Goal => Recast the material below as a Markdown table with the columns Row and Material line. Include only the part that opens with the line containing "Where in the photo above can the charred" and closes with the line containing "(1144, 196)", both ends included, numbering each row and leaving out blank lines.

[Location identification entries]
————————

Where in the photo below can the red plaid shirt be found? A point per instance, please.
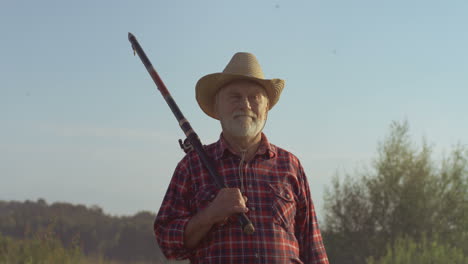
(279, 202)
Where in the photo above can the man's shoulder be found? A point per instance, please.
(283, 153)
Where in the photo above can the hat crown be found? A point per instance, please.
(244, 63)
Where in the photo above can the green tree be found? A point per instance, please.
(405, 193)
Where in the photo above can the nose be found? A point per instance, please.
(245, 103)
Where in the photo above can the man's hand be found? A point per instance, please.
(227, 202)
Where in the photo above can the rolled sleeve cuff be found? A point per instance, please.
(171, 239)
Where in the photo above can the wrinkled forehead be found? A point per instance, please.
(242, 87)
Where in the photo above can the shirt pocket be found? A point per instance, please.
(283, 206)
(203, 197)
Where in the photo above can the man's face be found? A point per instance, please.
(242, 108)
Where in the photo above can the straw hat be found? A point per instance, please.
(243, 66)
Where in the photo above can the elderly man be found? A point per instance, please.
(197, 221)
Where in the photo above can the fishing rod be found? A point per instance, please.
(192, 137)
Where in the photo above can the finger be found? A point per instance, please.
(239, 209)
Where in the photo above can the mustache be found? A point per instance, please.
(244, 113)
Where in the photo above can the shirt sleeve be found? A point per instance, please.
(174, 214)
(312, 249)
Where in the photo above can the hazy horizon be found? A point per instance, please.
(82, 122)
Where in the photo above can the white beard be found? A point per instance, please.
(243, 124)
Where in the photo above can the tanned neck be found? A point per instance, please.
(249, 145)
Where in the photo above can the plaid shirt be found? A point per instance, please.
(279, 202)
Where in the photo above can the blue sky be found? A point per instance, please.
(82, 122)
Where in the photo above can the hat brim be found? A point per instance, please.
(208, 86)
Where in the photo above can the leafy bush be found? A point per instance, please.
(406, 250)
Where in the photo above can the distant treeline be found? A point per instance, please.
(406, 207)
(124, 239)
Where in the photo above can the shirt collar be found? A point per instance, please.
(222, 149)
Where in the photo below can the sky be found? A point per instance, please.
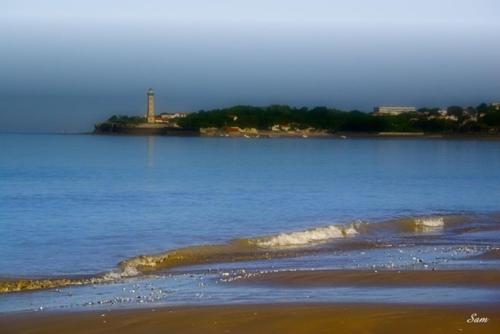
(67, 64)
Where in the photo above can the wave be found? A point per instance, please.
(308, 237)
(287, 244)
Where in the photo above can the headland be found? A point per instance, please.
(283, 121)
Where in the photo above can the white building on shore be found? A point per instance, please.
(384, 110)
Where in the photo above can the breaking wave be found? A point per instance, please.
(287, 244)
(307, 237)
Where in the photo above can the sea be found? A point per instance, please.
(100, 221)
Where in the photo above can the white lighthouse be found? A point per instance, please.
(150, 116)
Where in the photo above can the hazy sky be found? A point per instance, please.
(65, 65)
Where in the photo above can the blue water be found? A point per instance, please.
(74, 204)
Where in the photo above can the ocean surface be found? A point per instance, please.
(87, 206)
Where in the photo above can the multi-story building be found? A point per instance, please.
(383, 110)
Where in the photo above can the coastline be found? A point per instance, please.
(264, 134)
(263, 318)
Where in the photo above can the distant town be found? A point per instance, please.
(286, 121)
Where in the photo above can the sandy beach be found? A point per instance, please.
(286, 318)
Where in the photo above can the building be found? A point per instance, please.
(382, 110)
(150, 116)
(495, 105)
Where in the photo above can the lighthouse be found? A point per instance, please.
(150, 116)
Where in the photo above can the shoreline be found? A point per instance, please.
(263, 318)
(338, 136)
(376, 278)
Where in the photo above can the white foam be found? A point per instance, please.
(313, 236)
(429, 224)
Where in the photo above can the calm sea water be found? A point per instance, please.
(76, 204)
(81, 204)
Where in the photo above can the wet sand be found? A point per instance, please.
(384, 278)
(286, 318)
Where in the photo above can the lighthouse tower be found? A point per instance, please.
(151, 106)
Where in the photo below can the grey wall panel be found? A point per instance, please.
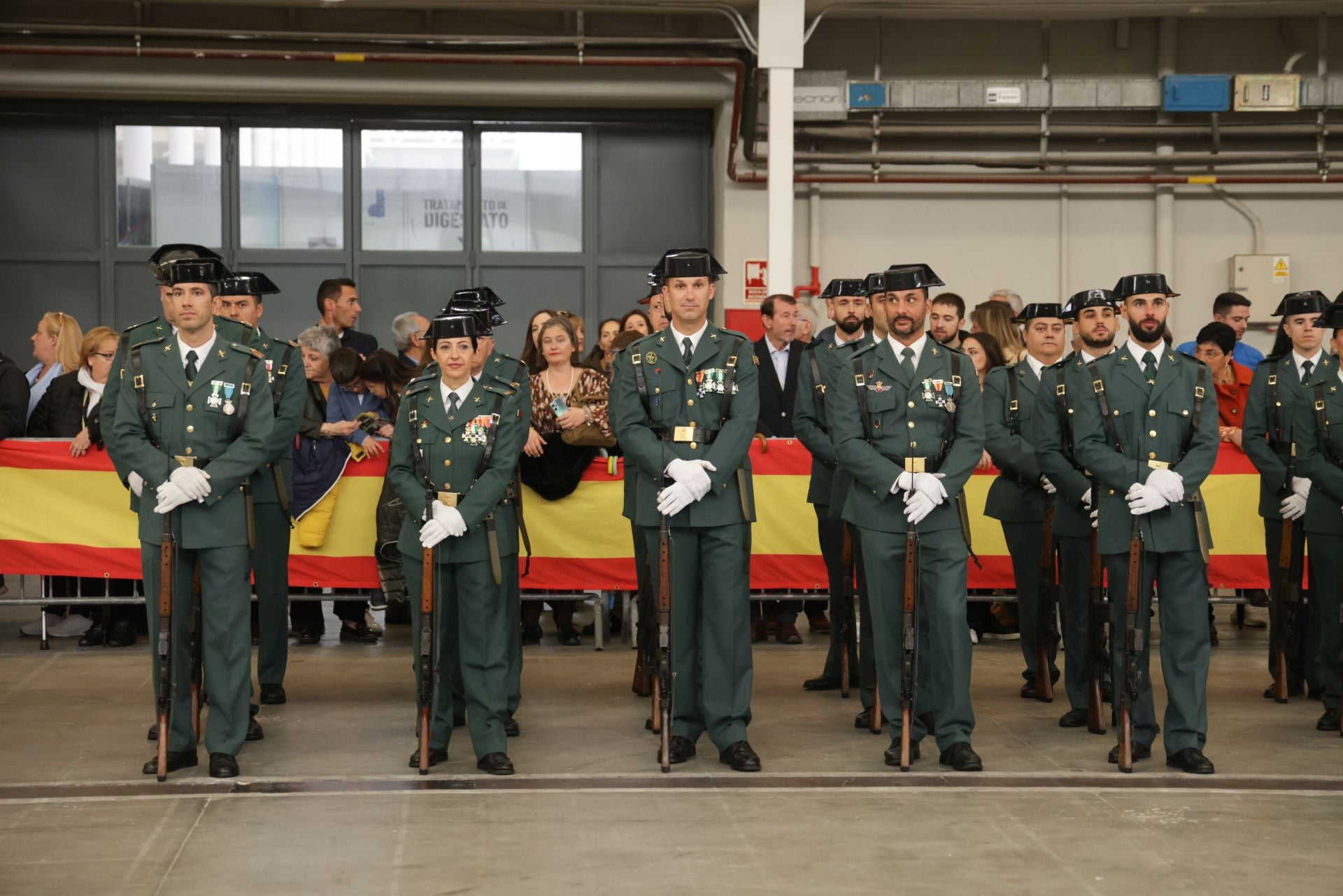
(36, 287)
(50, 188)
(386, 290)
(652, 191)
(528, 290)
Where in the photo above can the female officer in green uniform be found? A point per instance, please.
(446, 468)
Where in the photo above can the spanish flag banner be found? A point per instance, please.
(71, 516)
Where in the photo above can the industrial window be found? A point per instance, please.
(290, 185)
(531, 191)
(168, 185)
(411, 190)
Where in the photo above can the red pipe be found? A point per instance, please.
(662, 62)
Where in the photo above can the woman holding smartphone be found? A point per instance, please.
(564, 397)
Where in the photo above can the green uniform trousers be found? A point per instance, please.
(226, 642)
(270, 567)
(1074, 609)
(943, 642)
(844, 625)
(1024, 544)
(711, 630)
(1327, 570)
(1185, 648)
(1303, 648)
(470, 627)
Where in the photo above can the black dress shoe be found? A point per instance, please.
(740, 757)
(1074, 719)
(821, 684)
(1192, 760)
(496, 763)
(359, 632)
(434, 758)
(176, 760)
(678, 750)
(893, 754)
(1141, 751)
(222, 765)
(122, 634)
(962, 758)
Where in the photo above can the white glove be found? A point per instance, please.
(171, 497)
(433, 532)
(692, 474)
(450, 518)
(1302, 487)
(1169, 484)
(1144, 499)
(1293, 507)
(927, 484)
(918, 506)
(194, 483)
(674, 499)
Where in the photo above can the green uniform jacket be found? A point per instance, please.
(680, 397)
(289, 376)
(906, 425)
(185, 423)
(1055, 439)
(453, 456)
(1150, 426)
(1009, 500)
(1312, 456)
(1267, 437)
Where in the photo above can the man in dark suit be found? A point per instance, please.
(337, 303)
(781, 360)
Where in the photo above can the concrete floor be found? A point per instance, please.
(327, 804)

————————

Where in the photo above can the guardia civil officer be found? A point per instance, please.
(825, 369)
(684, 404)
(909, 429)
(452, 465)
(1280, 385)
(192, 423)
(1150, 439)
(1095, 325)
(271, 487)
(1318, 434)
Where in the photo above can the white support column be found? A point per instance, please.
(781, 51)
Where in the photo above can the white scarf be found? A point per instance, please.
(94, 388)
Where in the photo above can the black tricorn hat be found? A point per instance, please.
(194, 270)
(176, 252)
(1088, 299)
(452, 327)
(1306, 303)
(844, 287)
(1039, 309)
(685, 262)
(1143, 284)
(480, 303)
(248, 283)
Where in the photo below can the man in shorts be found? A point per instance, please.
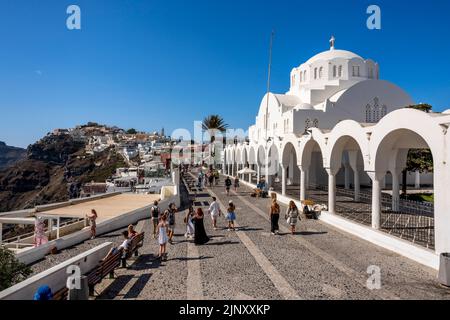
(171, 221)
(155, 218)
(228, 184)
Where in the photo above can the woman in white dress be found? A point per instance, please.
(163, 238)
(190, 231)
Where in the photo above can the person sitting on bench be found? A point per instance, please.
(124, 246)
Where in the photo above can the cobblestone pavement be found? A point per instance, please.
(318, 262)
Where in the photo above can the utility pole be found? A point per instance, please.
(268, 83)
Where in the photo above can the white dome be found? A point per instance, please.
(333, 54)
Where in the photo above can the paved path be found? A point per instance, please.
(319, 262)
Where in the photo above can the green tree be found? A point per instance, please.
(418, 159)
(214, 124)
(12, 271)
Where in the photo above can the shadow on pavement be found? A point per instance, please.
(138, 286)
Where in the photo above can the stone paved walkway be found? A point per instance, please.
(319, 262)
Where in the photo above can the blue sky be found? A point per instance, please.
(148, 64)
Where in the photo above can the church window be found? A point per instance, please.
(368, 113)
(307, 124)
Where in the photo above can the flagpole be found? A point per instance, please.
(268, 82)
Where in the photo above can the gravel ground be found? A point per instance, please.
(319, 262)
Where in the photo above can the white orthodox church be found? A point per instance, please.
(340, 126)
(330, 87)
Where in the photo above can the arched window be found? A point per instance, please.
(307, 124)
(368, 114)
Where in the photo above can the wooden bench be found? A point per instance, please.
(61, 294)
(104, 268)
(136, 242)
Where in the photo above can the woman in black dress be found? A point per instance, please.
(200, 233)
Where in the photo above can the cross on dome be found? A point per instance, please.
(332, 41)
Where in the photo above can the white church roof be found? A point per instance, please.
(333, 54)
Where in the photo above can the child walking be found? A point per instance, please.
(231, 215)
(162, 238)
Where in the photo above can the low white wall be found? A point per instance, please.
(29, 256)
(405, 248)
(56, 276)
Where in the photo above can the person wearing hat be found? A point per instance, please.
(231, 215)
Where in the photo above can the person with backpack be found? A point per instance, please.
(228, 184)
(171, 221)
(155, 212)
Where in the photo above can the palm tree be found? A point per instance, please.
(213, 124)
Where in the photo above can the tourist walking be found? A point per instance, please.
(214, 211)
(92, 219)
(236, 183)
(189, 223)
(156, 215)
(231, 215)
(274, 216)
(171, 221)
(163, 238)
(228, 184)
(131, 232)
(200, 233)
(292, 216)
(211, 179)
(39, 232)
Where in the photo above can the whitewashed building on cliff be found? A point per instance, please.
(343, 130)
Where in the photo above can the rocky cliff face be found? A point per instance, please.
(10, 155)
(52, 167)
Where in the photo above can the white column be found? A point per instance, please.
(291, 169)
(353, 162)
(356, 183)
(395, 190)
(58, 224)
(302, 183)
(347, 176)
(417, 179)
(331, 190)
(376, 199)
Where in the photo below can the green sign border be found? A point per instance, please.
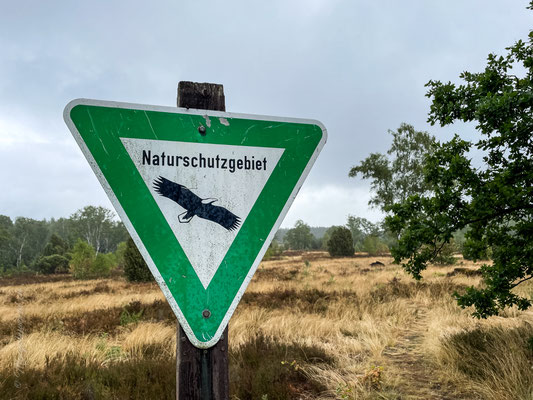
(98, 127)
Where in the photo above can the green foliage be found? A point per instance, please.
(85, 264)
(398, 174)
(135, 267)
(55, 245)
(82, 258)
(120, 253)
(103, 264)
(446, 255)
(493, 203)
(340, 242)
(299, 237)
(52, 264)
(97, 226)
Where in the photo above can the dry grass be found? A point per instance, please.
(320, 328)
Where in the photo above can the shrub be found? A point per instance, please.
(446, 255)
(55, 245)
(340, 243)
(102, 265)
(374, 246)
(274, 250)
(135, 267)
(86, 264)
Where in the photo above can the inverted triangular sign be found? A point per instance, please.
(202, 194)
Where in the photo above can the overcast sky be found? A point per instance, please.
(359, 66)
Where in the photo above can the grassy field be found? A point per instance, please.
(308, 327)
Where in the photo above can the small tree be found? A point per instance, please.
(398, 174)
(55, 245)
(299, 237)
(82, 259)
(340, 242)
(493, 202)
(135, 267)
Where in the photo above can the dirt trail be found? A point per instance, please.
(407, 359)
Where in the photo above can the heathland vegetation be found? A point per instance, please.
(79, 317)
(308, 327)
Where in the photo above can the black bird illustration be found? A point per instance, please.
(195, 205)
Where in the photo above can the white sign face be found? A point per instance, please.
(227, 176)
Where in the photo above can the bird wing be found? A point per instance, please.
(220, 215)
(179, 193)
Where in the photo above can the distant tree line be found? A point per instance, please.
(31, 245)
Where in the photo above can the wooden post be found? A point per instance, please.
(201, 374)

————————

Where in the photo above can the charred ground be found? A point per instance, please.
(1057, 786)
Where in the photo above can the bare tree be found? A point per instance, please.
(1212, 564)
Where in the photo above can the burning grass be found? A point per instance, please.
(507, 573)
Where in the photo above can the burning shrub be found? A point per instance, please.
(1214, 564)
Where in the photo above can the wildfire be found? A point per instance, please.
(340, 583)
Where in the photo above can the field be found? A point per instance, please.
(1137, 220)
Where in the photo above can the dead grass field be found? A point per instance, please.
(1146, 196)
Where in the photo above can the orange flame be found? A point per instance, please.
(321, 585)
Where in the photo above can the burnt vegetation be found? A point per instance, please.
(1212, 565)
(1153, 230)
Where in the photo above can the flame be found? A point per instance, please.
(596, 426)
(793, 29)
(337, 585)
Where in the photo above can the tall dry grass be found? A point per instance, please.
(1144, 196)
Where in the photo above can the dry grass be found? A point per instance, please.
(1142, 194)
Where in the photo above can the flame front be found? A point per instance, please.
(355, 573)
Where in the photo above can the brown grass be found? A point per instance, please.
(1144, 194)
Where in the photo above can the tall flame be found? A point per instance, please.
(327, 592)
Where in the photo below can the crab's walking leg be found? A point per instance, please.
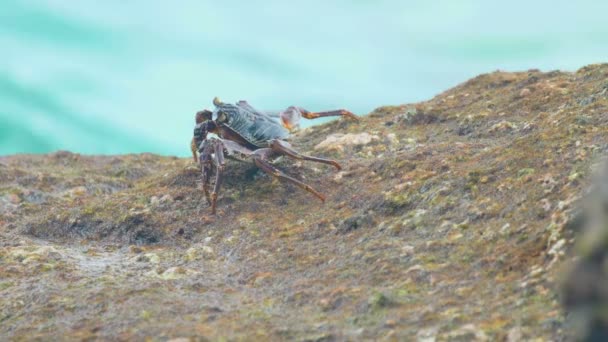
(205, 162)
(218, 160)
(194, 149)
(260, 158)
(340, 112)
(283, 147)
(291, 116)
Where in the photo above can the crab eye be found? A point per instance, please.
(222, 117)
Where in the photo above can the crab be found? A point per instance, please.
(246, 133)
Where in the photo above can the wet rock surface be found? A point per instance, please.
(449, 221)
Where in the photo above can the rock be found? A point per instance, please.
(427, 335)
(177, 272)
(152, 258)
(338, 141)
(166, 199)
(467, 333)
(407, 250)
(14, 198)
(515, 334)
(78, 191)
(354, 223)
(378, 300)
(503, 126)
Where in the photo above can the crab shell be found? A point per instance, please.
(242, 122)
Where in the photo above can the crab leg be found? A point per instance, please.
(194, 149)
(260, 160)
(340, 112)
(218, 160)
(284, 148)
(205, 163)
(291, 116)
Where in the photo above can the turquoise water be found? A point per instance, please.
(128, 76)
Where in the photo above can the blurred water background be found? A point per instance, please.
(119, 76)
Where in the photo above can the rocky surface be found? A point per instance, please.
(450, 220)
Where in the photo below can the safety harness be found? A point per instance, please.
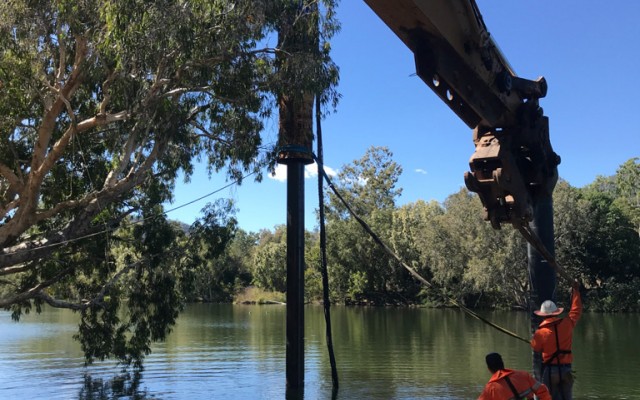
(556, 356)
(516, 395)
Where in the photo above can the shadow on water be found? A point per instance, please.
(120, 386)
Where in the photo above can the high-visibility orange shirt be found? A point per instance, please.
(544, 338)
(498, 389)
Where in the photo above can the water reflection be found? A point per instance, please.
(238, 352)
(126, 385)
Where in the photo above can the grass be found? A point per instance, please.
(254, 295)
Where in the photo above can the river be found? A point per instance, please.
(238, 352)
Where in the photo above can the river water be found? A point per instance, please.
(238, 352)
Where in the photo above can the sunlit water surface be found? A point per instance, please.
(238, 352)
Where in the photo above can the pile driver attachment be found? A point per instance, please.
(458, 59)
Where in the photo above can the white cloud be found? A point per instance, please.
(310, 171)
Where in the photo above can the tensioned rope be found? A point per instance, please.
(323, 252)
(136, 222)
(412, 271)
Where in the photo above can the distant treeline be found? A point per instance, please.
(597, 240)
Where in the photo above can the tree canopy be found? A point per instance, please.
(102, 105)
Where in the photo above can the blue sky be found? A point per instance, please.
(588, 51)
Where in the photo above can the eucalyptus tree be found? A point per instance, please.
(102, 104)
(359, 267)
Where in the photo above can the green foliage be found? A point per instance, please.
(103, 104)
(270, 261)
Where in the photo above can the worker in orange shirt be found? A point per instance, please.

————————

Correct result =>
| Row | Material line |
|---|---|
| 1 | Where in the photo above can the charred ground be found? A point per instance, please. |
| 2 | (1057, 786) |
| 3 | Where in the photo above can the bare tree be found? A point per instance, please. |
| 4 | (1212, 564) |
| 5 | Where in the photo above can the burning grass be found? A point per instance, please. |
| 6 | (507, 573) |
| 7 | Where in the photo above can the burning shrub be found? A point per instance, please. |
| 8 | (1214, 564) |
| 9 | Where in the photo above can the wildfire be found? A point per instance, please. |
| 10 | (340, 583) |
| 11 | Where in the photo above can the field be found? A point per instance, please. |
| 12 | (1137, 220) |
| 13 | Where in the photo above can the dead grass field be found? A point per instance, please. |
| 14 | (1146, 196) |
| 15 | Where in the photo above can the orange flame be found? A point per instance, please. |
| 16 | (321, 585) |
| 17 | Where in the photo above can the burnt vegetation be found? A point per instance, please. |
| 18 | (1212, 565) |
| 19 | (1153, 230) |
| 20 | Where in the photo above can the flame be found? A point per instance, please. |
| 21 | (596, 426) |
| 22 | (793, 29) |
| 23 | (337, 585) |
| 24 | Where in the photo above can the tall dry grass be found? A point per instance, please. |
| 25 | (1144, 196) |